Monday, January 18, 2021

Smart home thermostats can help monitor patient health



This is an extremely good platform to optimize for exactly this purpose.  It can also be upgraded from other devices as well.  There is a real need to monitor a persons health while he is living in his home even with family present.  In practise this applies to all of us.

A home device can be personalized properly to protect the occupants well enough.  You still have response time issues and entry issues, but this still starts the clock ticking.

Other systems do promise but really cannot properly deliver.  Think stroke in particular.


Smart home thermostats can help monitor patient health

Household smart thermostat sensors can be used to help monitor the health of older adults and home patients, according to results from a new University of Waterloo pilot study.


https://uwaterloo.ca/stories/news/smart-home-thermostats-can-help-monitor-patient-health


Household smart thermostat sensors can be used to help monitor the health of older adults and home patients, according to results from a new University of Waterloo pilot study.


The researchers tested the efficacy of using remote sensor data from ecobee, a Canadian smart thermostat technology, and created algorithms using software they are developing – the UbiLab Public Health Surveillance Platform – to determine typical user behaviours, such as sleeping, physical activity and sedentary behaviour.

“This approach will enable health-care providers to monitor personal health from the patient’s home and analyze the data quickly to develop a personalized treatment plan or to follow a patient’s progress over time,” said Plinio Morita, a professor in the School of Public Health and Health Systems at the University of Waterloo. 

“Our study achieved comparable results in terms of sleep, physical activity and sedentary behaviour to those obtained by the Public Health Agency of Canada through more costly, time-consuming and labour-intensive surveys.”

DATA SHOWN -
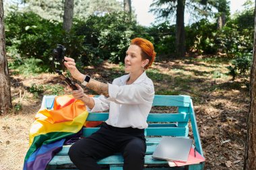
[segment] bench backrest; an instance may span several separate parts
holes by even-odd
[[[42,108],[53,108],[54,95],[44,95]],[[154,99],[153,106],[177,107],[177,112],[165,113],[150,113],[148,117],[148,128],[145,130],[146,136],[184,136],[189,135],[190,121],[197,151],[203,155],[200,138],[198,133],[192,100],[189,95],[158,95]],[[87,121],[105,121],[108,118],[108,112],[89,113]],[[86,128],[83,135],[88,136],[98,130],[98,128]]]

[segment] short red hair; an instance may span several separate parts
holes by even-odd
[[[156,52],[154,50],[153,44],[149,40],[141,38],[135,38],[131,41],[131,45],[136,45],[140,47],[142,51],[142,60],[148,59],[150,62],[145,66],[145,69],[150,67],[156,58]]]

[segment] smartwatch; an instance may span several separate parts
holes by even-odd
[[[90,80],[91,79],[91,77],[88,75],[86,76],[86,78],[84,78],[84,82],[82,83],[82,84],[84,86],[87,85],[87,83],[89,83]]]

REQUIRED WORK -
a - Print the passage of the post about smart home thermostats that opens with the words containing "The researchers tested" and closes with "University of Waterloo.".
b - Carry on the post about smart home thermostats monitoring patient health from its last sentence.

TASK RESULTS -
a -
The researchers tested the efficacy of using remote sensor data from ecobee, a Canadian smart thermostat technology, and created algorithms using software they are developing – the UbiLab Public Health Surveillance Platform – to determine typical user behaviours, such as sleeping, physical activity and sedentary behaviour.

“This approach will enable health-care providers to monitor personal health from the patient’s home and analyze the data quickly to develop a personalized treatment plan or to follow a patient’s progress over time,” said Plinio Morita, a professor in the School of Public Health and Health Systems at the University of Waterloo.

b -
Typically, the time span between collection, analysis and interpretation of health data can take up to 17 years from research to policy decisions. “This technology uses artificial intelligence algorithms and has the potential turn reams of real-time data into useful and actionable insights.” Morita said.

“Data access is one of greatest challenges in public health research,” he added. “Understanding these types of behavioural patterns without the need for other humans to collect this subjective data has the potential to reduce public health care costs and improve services.”

“Another challenge we have is that people worry about their privacy, and rightly so,” he said. “There is a balance we must strike between collecting meaningful data and making it available for personal and public health purposes.”

A next step for the software is to develop a carefully designed dashboard interface to display meaningful and actionable health information for public health officials and leverage this same data to better evaluate the impact of COVID-19 on sleep patterns across Canada. An estimated 100,000 Canadians already have ecobee smart thermostats in their homes. 

The paper, “Enabling Remote Patient Monitoring Through the Use of Smart Thermostat Data in Canada: Exploratory Study,” was published in JMIR, and authored by Plinio Morita, Kirti Sundar Sahu and Arlene Oetomo, all at Waterloo.